*Given exercise 1*
From the passage on natural gas prices, list every gas price given in dollars per million British thermal units.

*Given text*
After physical delivery gas prices hit $600 per million British thermal units in Oklahoma this past weekend, the commodity is now trading at $500 per mmBtu at two Midcontinent hubs, Bloomberg reports, with prices at a third hub at $300 per mmBtu.

Normally, gas trades at about $3 per mmBtu, but the wave of Arctic cold weather sweeping across the middle of the United States has boosted demand for energy massively and has already led to blackouts in some parts of the country, notably in Texas.

This, in turn, has led to a spike in oil prices as blackouts interfere with oil and gas production and pipeline operations in the country's single biggest oil-producing state.

"Some producers, especially in the Permian Basin and Panhandle, are experiencing unprecedented freezing conditions which caused concerns for employee safety and affected production," said the Texas Railroad Commission.

Meanwhile, operators of more than 30 pipelines have declared force majeure on deliveries or have restricted the amount of fuel that the pipelines can transport, Bloomberg reported, quoting East Daley Capital.

Supplies to gas-fired power plants have been disrupted as well because of the production outages, which has added to weather-caused malfunctioning at several other power plants as well, the Financial Times reported on Monday, aggravating an already difficult situation.

*Given exercise 2*
Pick out each line of the entries below that contains the word "Point", and copy it.

*Records for processing*
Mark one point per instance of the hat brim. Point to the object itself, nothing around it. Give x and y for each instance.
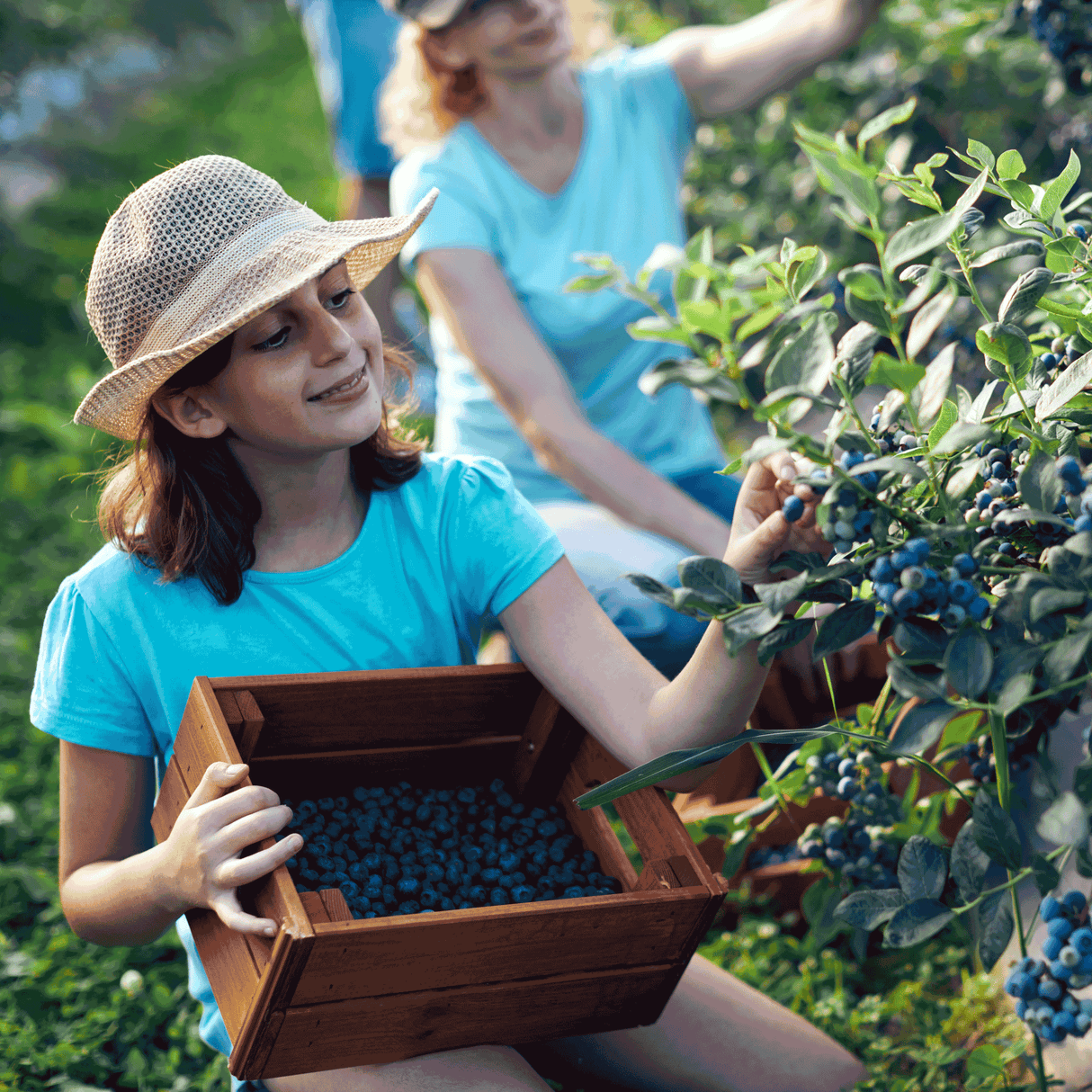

==

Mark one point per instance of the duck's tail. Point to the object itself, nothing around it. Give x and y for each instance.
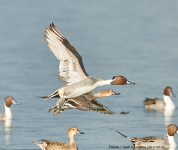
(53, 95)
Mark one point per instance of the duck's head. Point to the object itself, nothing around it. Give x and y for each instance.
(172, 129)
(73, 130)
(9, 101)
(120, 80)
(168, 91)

*Response 1*
$600, $500, $300, $3

*Response 2*
Mark one point per instance of the hat brim. Point to the object itself, nothing around it. Give x and y for each instance.
Mark one point per instance of the duck's tail. Point to the object itself, nothing around it. Give x and y for each instance.
Mark one point per instance of the duck's head. Point to the object itself, nothing around it. Give x and y for each instance.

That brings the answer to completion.